▶ [Direction]:
Copy the lines word for word, starting at the line that contains "Where can the bird's beak" and ending at the line that contains "Where can the safety", with both of those lines included. Leave the pictures out of your copy.

▶ [Information provided]:
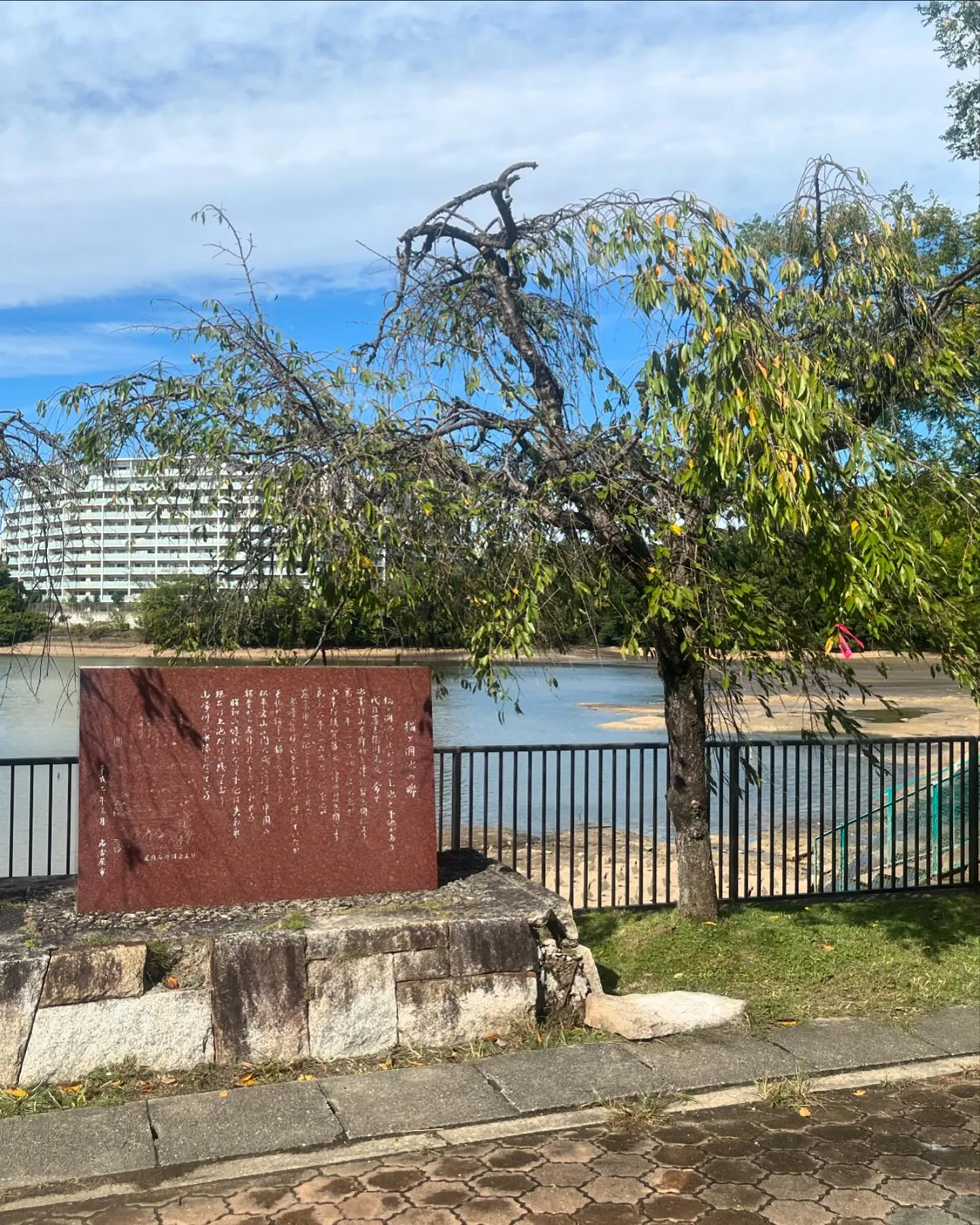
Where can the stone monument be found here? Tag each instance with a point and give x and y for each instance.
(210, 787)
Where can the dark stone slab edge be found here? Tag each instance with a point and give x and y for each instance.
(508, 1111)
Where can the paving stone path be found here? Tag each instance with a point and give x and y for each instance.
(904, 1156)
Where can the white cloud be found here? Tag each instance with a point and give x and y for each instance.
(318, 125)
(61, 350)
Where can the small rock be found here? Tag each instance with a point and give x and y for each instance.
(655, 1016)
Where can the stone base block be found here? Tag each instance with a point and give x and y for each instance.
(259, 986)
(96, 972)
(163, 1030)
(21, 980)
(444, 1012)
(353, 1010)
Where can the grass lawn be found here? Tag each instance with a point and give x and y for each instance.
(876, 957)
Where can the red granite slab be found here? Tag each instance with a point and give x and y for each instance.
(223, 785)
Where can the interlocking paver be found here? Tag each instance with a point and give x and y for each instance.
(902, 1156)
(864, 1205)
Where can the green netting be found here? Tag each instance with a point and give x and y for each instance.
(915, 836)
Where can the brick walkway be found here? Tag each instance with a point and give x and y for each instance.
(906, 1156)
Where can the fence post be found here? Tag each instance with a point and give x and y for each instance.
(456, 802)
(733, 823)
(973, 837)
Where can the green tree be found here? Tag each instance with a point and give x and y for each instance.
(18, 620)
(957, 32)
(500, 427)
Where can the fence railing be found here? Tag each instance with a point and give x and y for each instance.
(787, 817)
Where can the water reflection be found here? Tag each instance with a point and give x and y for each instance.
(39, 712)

--

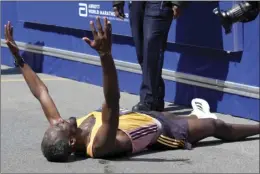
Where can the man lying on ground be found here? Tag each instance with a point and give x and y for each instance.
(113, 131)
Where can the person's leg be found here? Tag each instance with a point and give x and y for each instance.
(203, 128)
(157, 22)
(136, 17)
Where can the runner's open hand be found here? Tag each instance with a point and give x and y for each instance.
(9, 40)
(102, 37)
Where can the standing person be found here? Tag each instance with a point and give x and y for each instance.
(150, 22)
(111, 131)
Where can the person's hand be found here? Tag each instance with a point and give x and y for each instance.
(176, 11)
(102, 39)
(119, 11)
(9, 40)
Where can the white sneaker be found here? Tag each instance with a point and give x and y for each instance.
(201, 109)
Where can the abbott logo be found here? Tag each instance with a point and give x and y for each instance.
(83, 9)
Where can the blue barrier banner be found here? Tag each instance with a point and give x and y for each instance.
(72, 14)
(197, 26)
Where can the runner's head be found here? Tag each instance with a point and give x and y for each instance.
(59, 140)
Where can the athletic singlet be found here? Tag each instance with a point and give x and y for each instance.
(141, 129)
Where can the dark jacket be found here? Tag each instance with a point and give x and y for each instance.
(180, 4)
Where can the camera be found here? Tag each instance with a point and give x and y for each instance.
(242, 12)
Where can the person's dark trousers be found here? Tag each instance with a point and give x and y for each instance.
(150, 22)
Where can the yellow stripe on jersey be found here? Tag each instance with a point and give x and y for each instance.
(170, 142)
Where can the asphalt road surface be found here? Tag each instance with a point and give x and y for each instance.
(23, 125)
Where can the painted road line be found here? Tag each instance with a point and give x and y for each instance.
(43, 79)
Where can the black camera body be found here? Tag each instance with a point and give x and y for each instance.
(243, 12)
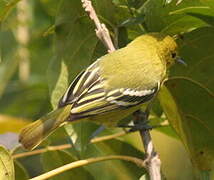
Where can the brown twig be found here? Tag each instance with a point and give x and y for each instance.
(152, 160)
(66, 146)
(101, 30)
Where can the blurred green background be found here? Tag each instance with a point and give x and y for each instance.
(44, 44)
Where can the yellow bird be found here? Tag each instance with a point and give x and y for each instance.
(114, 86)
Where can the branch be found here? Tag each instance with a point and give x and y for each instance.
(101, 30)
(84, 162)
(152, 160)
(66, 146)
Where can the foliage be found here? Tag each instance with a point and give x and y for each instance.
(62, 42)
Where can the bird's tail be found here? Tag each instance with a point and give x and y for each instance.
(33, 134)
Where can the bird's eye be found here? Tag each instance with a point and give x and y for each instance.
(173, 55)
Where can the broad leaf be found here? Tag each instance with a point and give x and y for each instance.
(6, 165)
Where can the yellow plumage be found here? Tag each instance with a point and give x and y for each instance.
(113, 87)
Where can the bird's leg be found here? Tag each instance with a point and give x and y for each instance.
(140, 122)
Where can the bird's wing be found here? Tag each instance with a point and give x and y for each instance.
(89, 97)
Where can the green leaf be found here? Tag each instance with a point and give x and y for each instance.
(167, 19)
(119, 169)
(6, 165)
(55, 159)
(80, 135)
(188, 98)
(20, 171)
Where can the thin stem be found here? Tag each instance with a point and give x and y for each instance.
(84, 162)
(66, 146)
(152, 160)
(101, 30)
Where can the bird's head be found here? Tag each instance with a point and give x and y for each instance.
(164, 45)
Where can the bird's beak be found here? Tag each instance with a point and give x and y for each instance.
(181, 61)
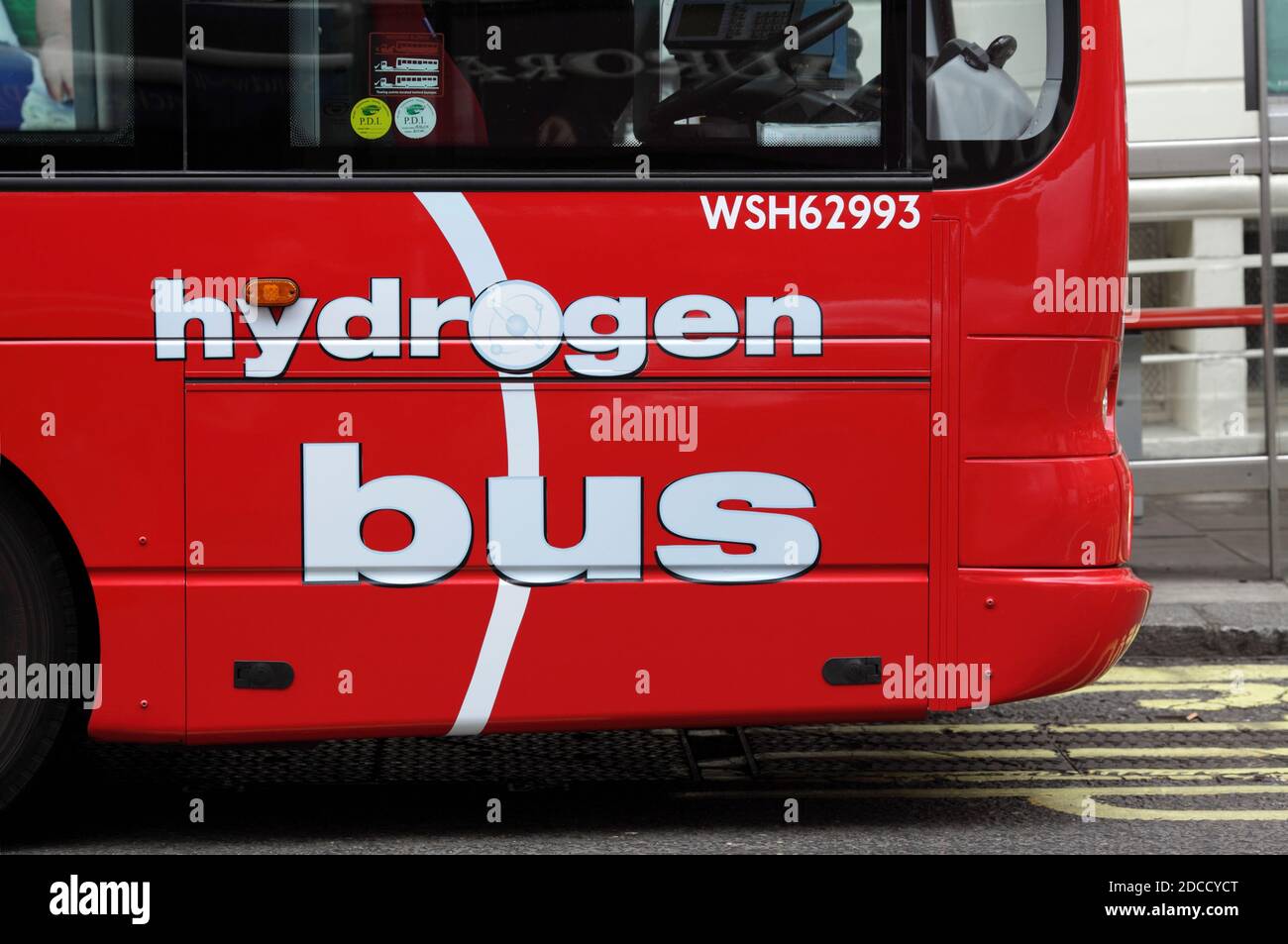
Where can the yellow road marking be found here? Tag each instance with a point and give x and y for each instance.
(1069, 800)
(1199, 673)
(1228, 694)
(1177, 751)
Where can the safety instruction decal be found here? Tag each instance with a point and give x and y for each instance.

▶ [Solution to this problem]:
Where can the bird's beak be found here? Tag each instance with a point and give x and y for each instance.
(181, 61)
Where can the yellow road marking be found here? Tag each instance with a point and give x and y for each instance.
(1069, 800)
(1199, 673)
(1228, 694)
(1177, 751)
Where can the safety instruction decal be found here? Tag each instance with a point and give x and y for each instance.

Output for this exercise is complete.